Records from a data source

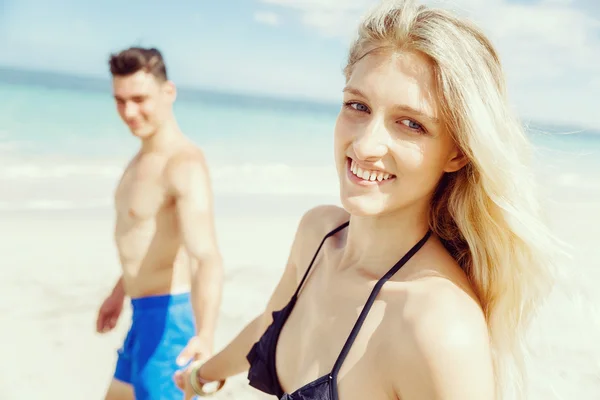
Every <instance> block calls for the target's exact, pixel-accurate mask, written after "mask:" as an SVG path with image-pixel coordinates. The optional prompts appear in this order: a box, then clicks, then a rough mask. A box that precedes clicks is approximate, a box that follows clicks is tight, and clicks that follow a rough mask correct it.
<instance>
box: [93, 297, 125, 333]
mask: <svg viewBox="0 0 600 400" xmlns="http://www.w3.org/2000/svg"><path fill="white" fill-rule="evenodd" d="M123 300H124V296H123V295H122V294H121V293H118V292H113V293H112V294H111V295H110V296H108V297H107V298H106V300H104V302H103V303H102V305H101V306H100V310H98V318H97V319H96V331H97V332H98V333H106V332H109V331H111V330H112V329H113V328H114V327H115V326H116V325H117V320H118V319H119V315H121V311H123Z"/></svg>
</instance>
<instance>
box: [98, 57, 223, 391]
mask: <svg viewBox="0 0 600 400" xmlns="http://www.w3.org/2000/svg"><path fill="white" fill-rule="evenodd" d="M109 64H110V71H111V74H112V77H113V93H114V98H115V100H116V104H117V109H118V112H119V115H120V116H121V118H122V119H123V121H124V122H125V123H126V124H127V126H128V127H129V129H130V130H131V132H132V133H133V135H134V136H135V137H137V138H139V139H140V141H141V147H140V150H139V152H138V153H137V154H136V155H135V156H134V157H133V159H132V160H131V161H130V163H129V165H128V166H127V168H126V170H125V172H124V174H123V176H122V178H121V181H120V182H119V184H118V187H117V189H116V193H115V209H116V227H115V242H116V245H117V249H118V252H119V257H120V260H121V265H122V275H121V277H120V279H119V280H118V281H117V283H116V285H115V286H114V289H113V290H112V292H111V294H110V295H109V296H108V297H107V298H106V300H105V301H104V303H103V304H102V306H101V307H100V310H99V312H98V320H97V326H96V329H97V331H98V332H100V333H104V332H108V331H110V330H111V329H113V328H114V327H115V325H116V322H117V319H118V317H119V315H120V313H121V310H122V307H123V302H124V299H125V297H126V296H127V297H129V298H130V299H131V305H132V310H133V316H132V323H131V328H130V330H129V332H128V334H127V337H126V338H125V341H124V343H123V346H122V347H121V349H119V351H118V360H117V363H116V368H115V374H114V378H113V380H112V381H111V383H110V386H109V388H108V391H107V393H106V400H121V399H123V400H125V399H127V400H131V399H133V398H134V397H135V399H136V400H147V399H152V400H158V399H162V400H171V399H181V398H182V392H181V391H180V390H179V389H178V388H177V387H176V386H175V384H174V382H173V374H174V372H175V371H176V370H177V369H179V368H181V366H182V365H184V364H185V363H187V362H188V361H190V360H191V359H192V358H205V357H208V356H210V355H211V353H212V349H213V335H214V330H215V324H216V320H217V314H218V309H219V307H220V302H221V290H222V281H223V268H222V261H221V255H220V252H219V249H218V246H217V243H216V238H215V228H214V219H213V210H212V209H213V204H212V190H211V186H210V180H209V175H208V168H207V166H206V162H205V160H204V157H203V154H202V151H201V150H200V149H199V148H198V147H197V146H195V145H194V144H193V143H192V142H190V141H189V140H188V139H187V138H186V137H185V136H184V135H183V134H182V132H181V131H180V129H179V127H178V124H177V122H176V120H175V117H174V114H173V109H172V105H173V102H174V100H175V97H176V90H175V86H174V85H173V83H172V82H170V81H169V80H168V79H167V73H166V68H165V64H164V61H163V58H162V56H161V54H160V52H159V51H158V50H156V49H143V48H130V49H127V50H124V51H122V52H120V53H118V54H115V55H112V56H111V58H110V62H109Z"/></svg>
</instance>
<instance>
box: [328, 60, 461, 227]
mask: <svg viewBox="0 0 600 400" xmlns="http://www.w3.org/2000/svg"><path fill="white" fill-rule="evenodd" d="M437 97H438V96H437V95H436V92H435V80H434V73H433V66H432V65H431V62H430V61H429V60H428V59H427V58H426V57H425V56H423V55H421V54H420V53H414V52H401V53H385V52H383V53H371V54H370V55H368V56H366V57H364V58H362V59H361V60H360V61H359V62H358V63H356V64H355V66H354V69H353V71H352V75H351V76H350V78H349V79H348V82H347V85H346V87H345V88H344V104H343V107H342V110H341V111H340V113H339V115H338V118H337V121H336V126H335V157H336V165H337V169H338V175H339V179H340V191H341V201H342V204H343V205H344V207H345V208H346V210H348V211H349V212H350V213H351V214H355V215H381V214H387V213H391V212H396V211H400V210H403V209H407V208H411V207H418V208H421V207H423V206H428V203H429V201H430V199H431V196H432V194H433V192H434V190H435V188H436V185H437V183H438V182H439V180H440V178H441V177H442V176H443V174H444V173H445V172H453V171H456V170H458V169H459V168H461V167H462V166H463V165H464V164H465V160H464V157H463V156H462V155H461V153H460V152H459V151H458V149H457V147H456V146H455V145H454V142H453V140H452V138H451V136H450V134H449V133H448V132H447V131H446V130H445V129H444V121H442V120H441V113H440V109H439V103H438V99H437Z"/></svg>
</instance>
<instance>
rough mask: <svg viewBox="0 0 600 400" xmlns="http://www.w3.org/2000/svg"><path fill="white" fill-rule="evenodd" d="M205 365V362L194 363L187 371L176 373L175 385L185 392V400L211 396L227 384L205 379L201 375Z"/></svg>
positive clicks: (186, 369)
mask: <svg viewBox="0 0 600 400" xmlns="http://www.w3.org/2000/svg"><path fill="white" fill-rule="evenodd" d="M203 364H204V362H203V361H193V362H192V363H190V365H188V366H187V367H186V368H185V369H183V370H179V371H177V372H176V373H175V377H174V379H175V384H176V385H177V387H178V388H179V389H181V390H182V391H183V400H192V399H193V398H194V396H202V397H204V396H210V395H212V394H214V393H216V392H218V391H219V390H221V388H222V387H223V385H224V384H225V380H222V381H218V382H210V381H207V380H205V379H203V378H202V376H201V374H200V368H201V367H202V365H203ZM215 386H216V387H215ZM209 387H210V388H209Z"/></svg>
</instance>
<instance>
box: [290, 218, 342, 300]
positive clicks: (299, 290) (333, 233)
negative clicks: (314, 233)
mask: <svg viewBox="0 0 600 400" xmlns="http://www.w3.org/2000/svg"><path fill="white" fill-rule="evenodd" d="M349 224H350V221H347V222H344V223H343V224H342V225H340V226H338V227H337V228H335V229H334V230H332V231H331V232H329V233H328V234H327V235H325V237H323V240H321V244H319V247H318V248H317V251H316V252H315V255H314V256H313V259H312V260H311V262H310V264H309V265H308V268H307V269H306V272H305V273H304V276H303V277H302V280H301V281H300V284H299V285H298V287H297V288H296V293H294V298H296V297H298V293H300V289H301V288H302V285H304V281H306V277H307V276H308V273H309V272H310V270H311V268H312V265H313V264H314V262H315V260H316V259H317V255H318V254H319V251H320V250H321V247H323V244H324V243H325V241H326V240H327V238H329V237H331V236H333V235H335V234H336V233H338V232H339V231H341V230H342V229H344V228H345V227H347V226H348V225H349Z"/></svg>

▶ **Requirement**:
Rewrite all of the lines above with every "positive clicks" changed to "foreground clicks" and nothing else altered. Leave the pictures out of your answer.

▶ **Response for this exercise**:
Every <instance> block calls for the target's exact, pixel-accurate mask, written after "mask:" as an SVG path with image-pixel coordinates. The optional prompts appear in this order: a box, then clicks, then a rough mask. A box that precedes clicks is approximate, a box that follows clicks is tight, and clicks that follow a rough mask correct it.
<instance>
box: [93, 297, 125, 333]
mask: <svg viewBox="0 0 600 400" xmlns="http://www.w3.org/2000/svg"><path fill="white" fill-rule="evenodd" d="M123 300H124V296H123V295H122V294H121V293H118V292H113V293H112V294H111V295H110V296H108V297H107V298H106V300H104V302H103V303H102V305H101V306H100V310H98V318H97V319H96V331H97V332H98V333H106V332H109V331H111V330H112V329H113V328H114V327H115V326H116V325H117V320H118V319H119V315H121V311H123Z"/></svg>
</instance>
<instance>
box: [98, 57, 223, 391]
mask: <svg viewBox="0 0 600 400" xmlns="http://www.w3.org/2000/svg"><path fill="white" fill-rule="evenodd" d="M109 64H110V71H111V74H112V77H113V93H114V98H115V100H116V104H117V109H118V112H119V115H120V116H121V118H122V119H123V121H124V122H125V123H126V124H127V126H128V127H129V129H130V130H131V132H132V133H133V135H134V136H135V137H137V138H139V139H140V141H141V147H140V150H139V152H138V153H137V154H136V155H135V156H134V157H133V159H132V160H131V161H130V163H129V165H128V166H127V168H126V170H125V172H124V174H123V176H122V178H121V181H120V182H119V184H118V187H117V189H116V193H115V209H116V227H115V242H116V245H117V249H118V252H119V257H120V260H121V265H122V275H121V277H120V279H119V280H118V281H117V283H116V285H115V286H114V289H113V290H112V292H111V294H110V295H109V296H108V297H107V298H106V300H105V301H104V303H103V304H102V306H101V307H100V310H99V312H98V320H97V326H96V329H97V331H98V332H100V333H104V332H108V331H110V330H111V329H113V328H114V327H115V325H116V322H117V319H118V317H119V315H120V313H121V310H122V307H123V302H124V299H125V297H126V296H127V297H129V298H130V299H131V305H132V310H133V316H132V323H131V328H130V330H129V332H128V334H127V337H126V338H125V341H124V343H123V346H122V347H121V349H119V351H118V360H117V363H116V368H115V374H114V378H113V380H112V381H111V383H110V386H109V388H108V391H107V393H106V400H121V399H123V400H125V399H127V400H131V399H133V398H134V397H135V399H136V400H147V399H152V400H158V399H162V400H171V399H181V398H182V392H181V391H180V390H179V389H178V388H177V387H176V386H175V384H174V382H173V374H174V372H175V371H176V370H177V369H179V368H181V366H182V365H184V364H185V363H187V362H188V361H190V360H191V359H192V358H205V357H208V356H210V355H211V353H212V349H213V335H214V330H215V324H216V320H217V314H218V309H219V307H220V302H221V290H222V281H223V268H222V261H221V255H220V252H219V249H218V246H217V243H216V238H215V228H214V219H213V210H212V209H213V204H212V190H211V186H210V180H209V175H208V168H207V166H206V162H205V160H204V157H203V154H202V151H201V150H200V149H199V148H198V147H197V146H195V145H194V144H193V143H192V142H190V141H189V140H188V139H187V138H186V137H185V136H184V135H183V134H182V132H181V131H180V129H179V127H178V124H177V122H176V120H175V117H174V114H173V109H172V105H173V102H174V100H175V97H176V90H175V86H174V85H173V83H172V82H170V81H169V80H168V79H167V73H166V68H165V64H164V61H163V58H162V56H161V54H160V52H159V51H158V50H156V49H143V48H130V49H127V50H124V51H122V52H120V53H118V54H115V55H112V56H111V58H110V62H109Z"/></svg>
</instance>
<instance>
box: [328, 60, 461, 227]
mask: <svg viewBox="0 0 600 400" xmlns="http://www.w3.org/2000/svg"><path fill="white" fill-rule="evenodd" d="M437 97H438V96H437V95H436V92H435V80H434V73H433V66H432V65H431V62H430V61H429V60H428V59H427V58H426V57H425V56H423V55H421V54H420V53H414V52H401V53H385V52H383V53H371V54H370V55H368V56H366V57H364V58H362V59H361V60H360V61H359V62H358V63H356V64H355V66H354V69H353V71H352V75H351V76H350V78H349V79H348V82H347V85H346V87H345V88H344V104H343V107H342V110H341V111H340V113H339V115H338V118H337V121H336V126H335V157H336V165H337V169H338V175H339V179H340V191H341V201H342V204H343V205H344V207H345V208H346V210H348V211H349V212H350V213H351V214H355V215H381V214H387V213H391V212H396V211H400V210H403V209H407V208H411V207H418V208H421V207H423V206H428V203H429V201H430V199H431V196H432V194H433V192H434V190H435V188H436V185H437V183H438V182H439V180H440V178H441V177H442V176H443V174H444V173H445V172H453V171H456V170H458V169H459V168H461V167H462V166H463V165H464V164H465V160H464V157H463V156H462V155H461V153H460V152H459V151H458V149H457V147H456V146H455V145H454V142H453V140H452V138H451V136H450V134H449V133H448V132H447V131H446V130H445V129H444V121H442V120H441V113H440V109H439V103H438V99H437Z"/></svg>
</instance>
<instance>
rough mask: <svg viewBox="0 0 600 400" xmlns="http://www.w3.org/2000/svg"><path fill="white" fill-rule="evenodd" d="M205 365V362L194 363L187 371L176 373L175 385L185 392V400L211 396L227 384L205 379L201 375Z"/></svg>
foreground clicks: (186, 369)
mask: <svg viewBox="0 0 600 400" xmlns="http://www.w3.org/2000/svg"><path fill="white" fill-rule="evenodd" d="M203 364H204V362H203V361H193V362H192V363H190V365H188V366H187V367H186V368H185V369H183V370H179V371H177V372H176V373H175V377H174V379H175V384H176V385H177V387H178V388H179V389H181V390H182V391H183V400H192V399H193V398H194V396H202V397H204V396H210V395H212V394H214V393H216V392H218V391H219V390H221V388H222V387H223V385H224V384H225V380H222V381H218V382H210V381H207V380H205V379H203V378H202V376H201V374H200V368H201V367H202V365H203ZM215 386H216V387H215ZM209 387H210V388H209Z"/></svg>
</instance>
<instance>
box: [290, 218, 342, 300]
foreground clicks: (299, 290) (333, 233)
negative clicks: (314, 233)
mask: <svg viewBox="0 0 600 400" xmlns="http://www.w3.org/2000/svg"><path fill="white" fill-rule="evenodd" d="M349 224H350V221H347V222H344V223H343V224H342V225H340V226H338V227H337V228H335V229H334V230H332V231H331V232H329V233H328V234H327V235H325V237H323V240H321V244H319V247H318V248H317V251H316V252H315V255H314V256H313V259H312V260H311V262H310V264H309V265H308V268H307V269H306V272H305V273H304V276H303V277H302V280H301V281H300V284H299V285H298V287H297V288H296V293H294V298H296V297H298V293H300V289H301V288H302V285H304V281H306V277H307V276H308V273H309V272H310V270H311V268H312V265H313V264H314V262H315V260H316V259H317V255H318V254H319V251H320V250H321V247H323V244H324V243H325V241H326V240H327V238H329V237H331V236H333V235H335V234H336V233H338V232H339V231H341V230H342V229H344V228H345V227H347V226H348V225H349Z"/></svg>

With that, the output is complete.